--- START OF Records for the task ---

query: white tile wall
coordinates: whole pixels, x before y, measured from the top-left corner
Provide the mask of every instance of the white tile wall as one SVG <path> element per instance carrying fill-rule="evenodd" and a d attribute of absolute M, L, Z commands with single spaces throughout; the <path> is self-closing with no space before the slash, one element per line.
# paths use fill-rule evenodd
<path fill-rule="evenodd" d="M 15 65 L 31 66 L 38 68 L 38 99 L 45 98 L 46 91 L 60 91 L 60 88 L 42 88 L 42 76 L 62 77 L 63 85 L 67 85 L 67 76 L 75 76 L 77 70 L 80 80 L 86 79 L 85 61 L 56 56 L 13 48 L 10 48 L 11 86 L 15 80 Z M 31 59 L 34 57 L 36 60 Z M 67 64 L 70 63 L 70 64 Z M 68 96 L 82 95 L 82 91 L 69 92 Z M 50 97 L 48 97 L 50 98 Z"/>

--- END OF Records for the task ---

Write out every one of the items above, reproducing each line character for character.

query: white tile wall
coordinates: whole pixels, x before y, measured from the top-left corner
Provide the mask of every instance of the white tile wall as one SVG <path> element per instance carrying fill-rule="evenodd" and a d attribute of absolute M, L, Z commands with single spaces throughout; the <path> is self-closing with no space before the slash, one element per line.
# paths use fill-rule evenodd
<path fill-rule="evenodd" d="M 15 65 L 31 66 L 38 68 L 38 99 L 45 98 L 46 91 L 60 91 L 60 88 L 42 88 L 42 76 L 62 77 L 63 85 L 67 85 L 67 76 L 75 76 L 77 70 L 80 80 L 86 79 L 85 61 L 56 56 L 13 48 L 10 48 L 11 86 L 15 80 Z M 31 59 L 34 57 L 36 60 Z M 67 64 L 70 63 L 70 64 Z M 68 96 L 82 95 L 82 91 L 69 92 Z M 50 97 L 48 97 L 50 98 Z"/>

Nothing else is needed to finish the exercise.